SEÇÃO DE DADOS.
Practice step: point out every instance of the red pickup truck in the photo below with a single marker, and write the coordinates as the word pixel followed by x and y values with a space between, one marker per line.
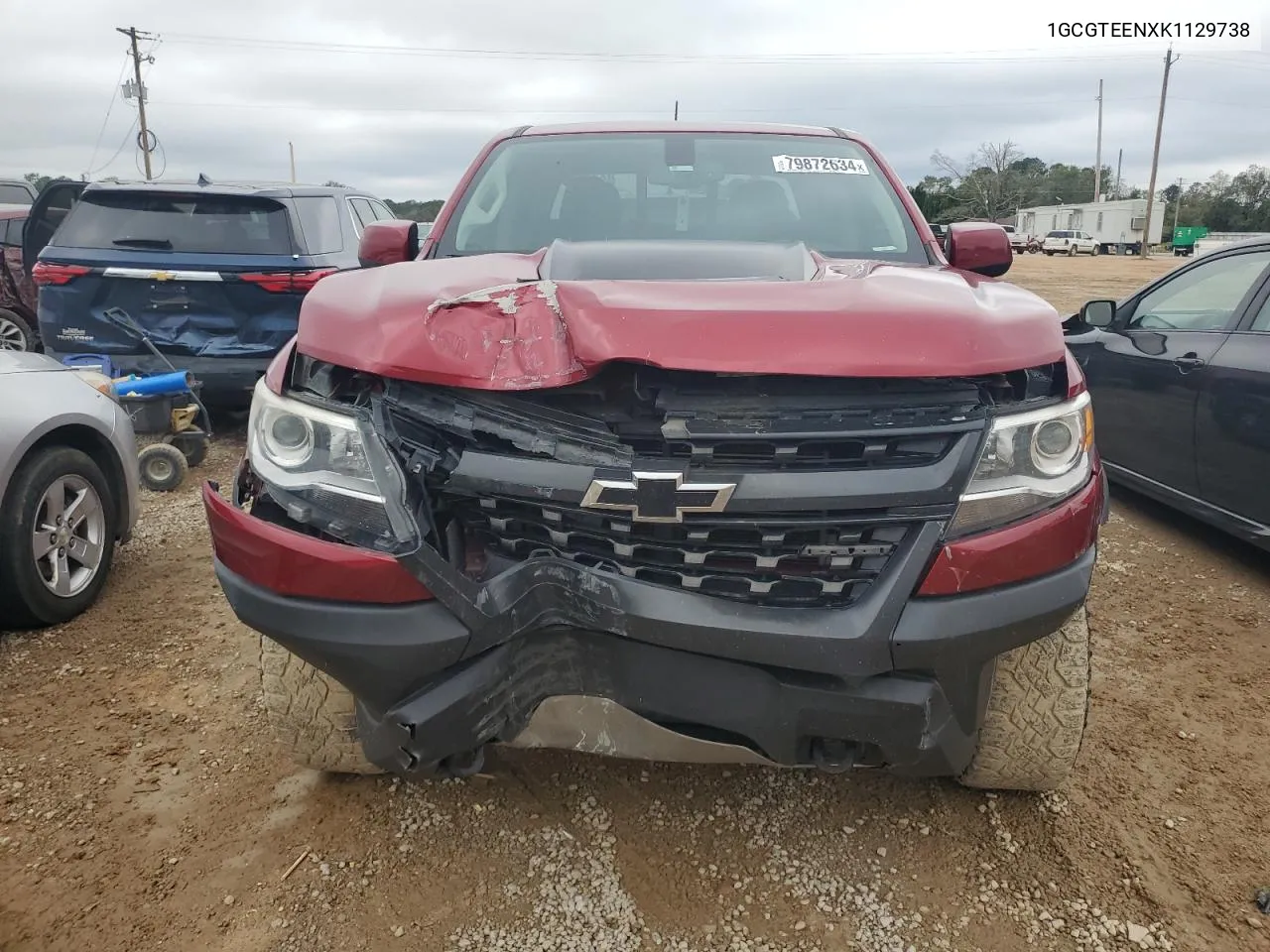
pixel 675 442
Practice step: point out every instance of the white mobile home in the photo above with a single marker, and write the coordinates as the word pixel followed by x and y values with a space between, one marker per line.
pixel 1111 223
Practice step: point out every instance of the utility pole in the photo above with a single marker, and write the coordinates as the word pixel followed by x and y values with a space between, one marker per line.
pixel 1155 157
pixel 144 135
pixel 1178 204
pixel 1097 160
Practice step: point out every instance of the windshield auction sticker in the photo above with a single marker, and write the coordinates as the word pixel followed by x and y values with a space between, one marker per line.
pixel 807 163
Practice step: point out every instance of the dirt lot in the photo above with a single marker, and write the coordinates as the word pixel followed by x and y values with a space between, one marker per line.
pixel 144 806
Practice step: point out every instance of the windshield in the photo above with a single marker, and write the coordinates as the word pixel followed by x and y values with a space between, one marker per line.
pixel 14 194
pixel 822 190
pixel 177 222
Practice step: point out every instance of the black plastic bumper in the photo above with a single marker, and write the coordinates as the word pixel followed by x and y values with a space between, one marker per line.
pixel 908 688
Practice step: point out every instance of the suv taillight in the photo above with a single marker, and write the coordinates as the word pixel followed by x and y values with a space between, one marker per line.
pixel 46 273
pixel 287 282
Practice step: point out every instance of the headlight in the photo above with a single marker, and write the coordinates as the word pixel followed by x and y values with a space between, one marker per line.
pixel 329 470
pixel 1030 462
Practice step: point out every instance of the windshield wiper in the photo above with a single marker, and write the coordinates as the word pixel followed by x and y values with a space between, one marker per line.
pixel 144 243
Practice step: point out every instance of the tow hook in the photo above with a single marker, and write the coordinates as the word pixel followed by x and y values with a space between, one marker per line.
pixel 465 765
pixel 833 756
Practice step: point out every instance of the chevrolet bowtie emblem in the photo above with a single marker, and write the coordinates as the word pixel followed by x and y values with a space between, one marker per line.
pixel 658 497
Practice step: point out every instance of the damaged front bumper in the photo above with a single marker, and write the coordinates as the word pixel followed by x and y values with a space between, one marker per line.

EXERCÍCIO PROPOSTO. Reproduza as linhas que começam na que contém "Practice step: point out every instance of the dirt" e terminam na que contém "pixel 144 243", ambas incluídas, substituindo "single marker" por "single point" e mantendo todo o resto inalterado.

RESPOSTA.
Practice step: point out every instance of the dirt lot in the photo above with a single point, and write the coordinates as the word pixel followed by x and y values with a space between, one marker per line.
pixel 144 806
Practice step: point out every instance of the windshield in the photo above with a single point, and write the coordinates as the word pixel followed by x and y values with a space between, one marker per line.
pixel 14 194
pixel 822 190
pixel 177 222
Practice step: point out every instance of the black plastic bumper in the photo above with a single point, and write the coordinates as the word pixel followed by x and y values with a space between, one marker per line.
pixel 908 688
Practice step: point out every instance of the suv taillight in the photo above with a single point, and write the coordinates as the word pixel followed by x and y values with a space between, one marker per line.
pixel 46 273
pixel 287 282
Practice step: point out every instance of the headlight in the photo above with a single point, and write the coordinates as the word pixel followed by x and y values with a space between, one marker per line.
pixel 329 470
pixel 1030 462
Practice step: point out every instance of the windshield wiper in the photo above with a single point, and write the coordinates as the word pixel followed by x and y values with a space between, one marker per line.
pixel 144 243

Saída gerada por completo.